▸ FRAGMENTO
+-------+
Humor

Tardé bastante tiempo en saber que la caza era un deporte

Es noticia

Nací en 1983 y pasé todos los veranos de mi infancia en un pueblo de menos de 100 habitantes. Quiero decir: jugar a pegar tiros era tan normal como jugar al escondite, a ir en bici o a chutar una pelota contra la pared del frontón. Jugar a pegar tiros no tenía nada de extraordinario. De vez en cuando aparecía algún amigo con una escopeta debajo del brazo y unos perdigones de bola o de copa y nadie se extrañaba lo más mínimo. A veces teníamos dianas de cartón y otras tirábamos a los árboles o a las botellas de plástico. Jugar a pegar tiros consistía en pegar tiros jugando. Era un juego sencillo, daba lo que prometía, nadie tenía que explicarlo. Por mucho que me enseñaran yo era malísimo tirando. Tampoco nadie se extrañaba lo más mínimo.

No quiero marcarme aquí un Anairis, pero si alguien nos hubiese grabado –cuatro o cinco niños de unos nueve o diez años con una escopeta, camisetas del Pryca y botellas de Coca Cola de dos litros- e hiciera con ello una película de tres horas sin tocar nuestros diálogos, yo ahora estaría renovando el pasaporte para ir a la gala de los Oscar. Pero nadie nos grabó y estoy ahora escribiendo esto en el sofá y en pijama, bebiendo un Nestea de maracuyá porque bebo demasiado café y me estoy dosificando.
+-------+
▸ DATOS PROPORCIONADOS

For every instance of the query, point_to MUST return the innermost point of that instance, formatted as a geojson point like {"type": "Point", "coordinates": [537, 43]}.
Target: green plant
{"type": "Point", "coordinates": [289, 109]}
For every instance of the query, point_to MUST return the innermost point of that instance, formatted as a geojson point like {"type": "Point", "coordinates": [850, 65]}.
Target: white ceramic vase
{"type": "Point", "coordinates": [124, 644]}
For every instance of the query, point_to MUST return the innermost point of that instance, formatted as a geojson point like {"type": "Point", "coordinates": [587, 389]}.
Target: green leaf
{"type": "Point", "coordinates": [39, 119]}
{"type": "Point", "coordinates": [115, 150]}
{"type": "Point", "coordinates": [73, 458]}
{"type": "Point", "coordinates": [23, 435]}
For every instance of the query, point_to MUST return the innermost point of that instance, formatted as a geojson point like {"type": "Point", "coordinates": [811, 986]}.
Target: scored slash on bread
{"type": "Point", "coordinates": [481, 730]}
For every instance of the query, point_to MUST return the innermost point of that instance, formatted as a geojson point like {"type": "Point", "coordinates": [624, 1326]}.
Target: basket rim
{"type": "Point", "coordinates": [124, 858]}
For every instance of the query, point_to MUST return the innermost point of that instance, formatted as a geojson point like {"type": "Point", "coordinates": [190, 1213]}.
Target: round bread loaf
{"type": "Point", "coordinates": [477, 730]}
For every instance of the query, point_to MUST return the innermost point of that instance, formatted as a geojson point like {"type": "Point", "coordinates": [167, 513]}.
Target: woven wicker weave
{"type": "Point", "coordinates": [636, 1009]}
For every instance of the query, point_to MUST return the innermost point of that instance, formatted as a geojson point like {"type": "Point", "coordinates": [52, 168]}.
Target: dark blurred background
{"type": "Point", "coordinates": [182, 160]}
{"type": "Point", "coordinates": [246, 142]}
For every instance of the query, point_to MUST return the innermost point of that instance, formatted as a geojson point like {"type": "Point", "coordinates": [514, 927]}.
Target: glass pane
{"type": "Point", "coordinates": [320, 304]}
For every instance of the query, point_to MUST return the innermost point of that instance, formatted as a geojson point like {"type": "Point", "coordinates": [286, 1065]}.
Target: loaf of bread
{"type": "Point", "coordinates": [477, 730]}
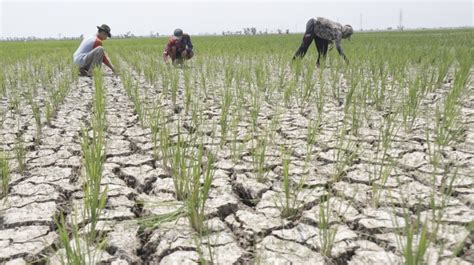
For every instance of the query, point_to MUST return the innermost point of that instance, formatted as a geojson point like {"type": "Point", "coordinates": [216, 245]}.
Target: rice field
{"type": "Point", "coordinates": [241, 156]}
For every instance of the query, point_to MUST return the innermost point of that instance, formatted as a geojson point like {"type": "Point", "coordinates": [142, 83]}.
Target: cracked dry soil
{"type": "Point", "coordinates": [245, 226]}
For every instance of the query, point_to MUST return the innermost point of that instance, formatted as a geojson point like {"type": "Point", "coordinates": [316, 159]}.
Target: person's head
{"type": "Point", "coordinates": [178, 33]}
{"type": "Point", "coordinates": [103, 32]}
{"type": "Point", "coordinates": [347, 32]}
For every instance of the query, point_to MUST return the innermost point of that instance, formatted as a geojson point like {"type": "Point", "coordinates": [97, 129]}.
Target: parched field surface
{"type": "Point", "coordinates": [241, 156]}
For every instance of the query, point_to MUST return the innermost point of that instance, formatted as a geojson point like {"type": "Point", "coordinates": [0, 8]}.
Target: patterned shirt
{"type": "Point", "coordinates": [181, 44]}
{"type": "Point", "coordinates": [86, 46]}
{"type": "Point", "coordinates": [329, 30]}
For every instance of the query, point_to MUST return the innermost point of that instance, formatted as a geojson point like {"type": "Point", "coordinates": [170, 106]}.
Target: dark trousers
{"type": "Point", "coordinates": [309, 35]}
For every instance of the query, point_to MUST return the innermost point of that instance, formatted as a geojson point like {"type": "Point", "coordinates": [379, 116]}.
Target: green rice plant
{"type": "Point", "coordinates": [77, 251]}
{"type": "Point", "coordinates": [255, 108]}
{"type": "Point", "coordinates": [445, 61]}
{"type": "Point", "coordinates": [165, 146]}
{"type": "Point", "coordinates": [289, 205]}
{"type": "Point", "coordinates": [180, 163]}
{"type": "Point", "coordinates": [48, 112]}
{"type": "Point", "coordinates": [383, 164]}
{"type": "Point", "coordinates": [225, 108]}
{"type": "Point", "coordinates": [5, 173]}
{"type": "Point", "coordinates": [448, 127]}
{"type": "Point", "coordinates": [307, 87]}
{"type": "Point", "coordinates": [346, 153]}
{"type": "Point", "coordinates": [412, 101]}
{"type": "Point", "coordinates": [327, 231]}
{"type": "Point", "coordinates": [74, 251]}
{"type": "Point", "coordinates": [20, 152]}
{"type": "Point", "coordinates": [258, 156]}
{"type": "Point", "coordinates": [199, 193]}
{"type": "Point", "coordinates": [37, 116]}
{"type": "Point", "coordinates": [94, 197]}
{"type": "Point", "coordinates": [187, 90]}
{"type": "Point", "coordinates": [14, 101]}
{"type": "Point", "coordinates": [415, 241]}
{"type": "Point", "coordinates": [93, 149]}
{"type": "Point", "coordinates": [154, 122]}
{"type": "Point", "coordinates": [174, 78]}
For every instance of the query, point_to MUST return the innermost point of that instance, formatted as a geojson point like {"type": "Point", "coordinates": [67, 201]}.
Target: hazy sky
{"type": "Point", "coordinates": [39, 18]}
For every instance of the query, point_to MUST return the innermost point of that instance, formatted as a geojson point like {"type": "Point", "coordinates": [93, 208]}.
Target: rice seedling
{"type": "Point", "coordinates": [327, 231]}
{"type": "Point", "coordinates": [5, 173]}
{"type": "Point", "coordinates": [74, 249]}
{"type": "Point", "coordinates": [345, 153]}
{"type": "Point", "coordinates": [37, 116]}
{"type": "Point", "coordinates": [93, 149]}
{"type": "Point", "coordinates": [20, 152]}
{"type": "Point", "coordinates": [199, 193]}
{"type": "Point", "coordinates": [448, 127]}
{"type": "Point", "coordinates": [383, 164]}
{"type": "Point", "coordinates": [289, 205]}
{"type": "Point", "coordinates": [258, 156]}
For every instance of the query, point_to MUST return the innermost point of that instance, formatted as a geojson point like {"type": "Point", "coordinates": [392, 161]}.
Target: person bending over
{"type": "Point", "coordinates": [324, 32]}
{"type": "Point", "coordinates": [179, 48]}
{"type": "Point", "coordinates": [90, 52]}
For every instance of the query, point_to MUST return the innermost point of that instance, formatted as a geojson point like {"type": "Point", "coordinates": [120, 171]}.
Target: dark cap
{"type": "Point", "coordinates": [105, 28]}
{"type": "Point", "coordinates": [178, 33]}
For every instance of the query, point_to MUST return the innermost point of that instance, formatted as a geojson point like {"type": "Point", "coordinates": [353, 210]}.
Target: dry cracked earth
{"type": "Point", "coordinates": [244, 222]}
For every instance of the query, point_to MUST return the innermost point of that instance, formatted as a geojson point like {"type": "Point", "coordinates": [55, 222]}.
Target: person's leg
{"type": "Point", "coordinates": [322, 46]}
{"type": "Point", "coordinates": [189, 55]}
{"type": "Point", "coordinates": [93, 59]}
{"type": "Point", "coordinates": [173, 54]}
{"type": "Point", "coordinates": [307, 39]}
{"type": "Point", "coordinates": [319, 46]}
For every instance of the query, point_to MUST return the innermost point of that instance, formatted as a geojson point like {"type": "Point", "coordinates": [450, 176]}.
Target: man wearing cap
{"type": "Point", "coordinates": [179, 47]}
{"type": "Point", "coordinates": [323, 31]}
{"type": "Point", "coordinates": [91, 54]}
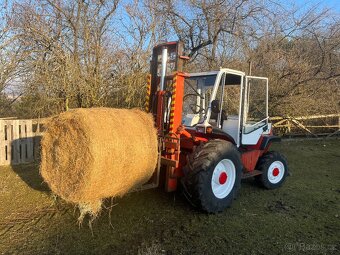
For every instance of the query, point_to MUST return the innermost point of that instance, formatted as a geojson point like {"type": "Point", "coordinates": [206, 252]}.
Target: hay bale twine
{"type": "Point", "coordinates": [91, 154]}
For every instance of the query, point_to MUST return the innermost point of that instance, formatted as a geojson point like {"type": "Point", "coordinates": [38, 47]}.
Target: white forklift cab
+-------+
▸ TAREAS PROPUESTAS
A. Selecciona y copia todas las líneas de los registros que contengan la palabra "field".
B. Prolonga el fragmento sobre los veranos de infancia en el pueblo a partir de su última oración.

▸ RESPUESTAS ESPERADAS
A.
Target: rice field
Target: parched field surface

B.
El caso es que a nadie le importaba mucho lo que hiciéramos. Con tal de volver a casa a la hora de comer y a la hora de cenar estábamos salvados. Igual que en aquellos años nadie parecía darse cuenta de que nuestro pueblo era bonito, nosotros no sabíamos que molábamos.

Treinta años después, mi pueblo* sigue siendo bonito, nosotros ya no molamos y mi casa sigue siendo prácticamente la única casa del pueblo en la que no hay una escopeta en un armario. Ocurre que en mi casa no vive ningún cazador, es una carencia que arrastramos. Esta circunstancia me deja en una posición de clara inferioridad si se inicia alguna discusión en el bar. Si te quieren convencer de que Higuaín es mejor que Benzema o algún asunto similar, los demás tienen la baza de ir a casa a por la escopeta, que eso siempre ayuda como elemento de persuasión, quieras que no. Al final, por si acaso, les das la razón. Ni siquiera Benzema vale tanto.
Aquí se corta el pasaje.